-- BEGIN --

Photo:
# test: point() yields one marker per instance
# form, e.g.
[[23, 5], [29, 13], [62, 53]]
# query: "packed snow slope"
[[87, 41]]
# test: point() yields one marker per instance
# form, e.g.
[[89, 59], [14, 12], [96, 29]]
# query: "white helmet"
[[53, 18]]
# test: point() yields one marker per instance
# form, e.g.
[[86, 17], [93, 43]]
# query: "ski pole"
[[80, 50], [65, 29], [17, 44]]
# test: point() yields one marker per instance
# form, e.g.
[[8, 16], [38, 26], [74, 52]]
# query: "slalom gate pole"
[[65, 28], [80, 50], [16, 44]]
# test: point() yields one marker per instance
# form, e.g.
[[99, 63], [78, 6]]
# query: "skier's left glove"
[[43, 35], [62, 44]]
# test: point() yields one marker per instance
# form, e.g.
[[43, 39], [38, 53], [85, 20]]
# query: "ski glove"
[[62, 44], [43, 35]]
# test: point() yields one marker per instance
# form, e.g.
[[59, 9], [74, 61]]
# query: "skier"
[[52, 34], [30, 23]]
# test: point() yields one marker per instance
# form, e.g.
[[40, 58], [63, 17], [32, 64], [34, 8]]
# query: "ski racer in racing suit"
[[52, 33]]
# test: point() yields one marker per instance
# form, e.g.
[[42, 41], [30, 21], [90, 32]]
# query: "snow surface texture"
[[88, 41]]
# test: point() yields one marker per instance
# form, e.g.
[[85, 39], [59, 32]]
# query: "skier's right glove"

-- END --

* Problem:
Identify each line of the listing above that contains the word "snow" and copy those lines in full.

* The output:
# query: "packed snow slope"
# query: "snow surface texture"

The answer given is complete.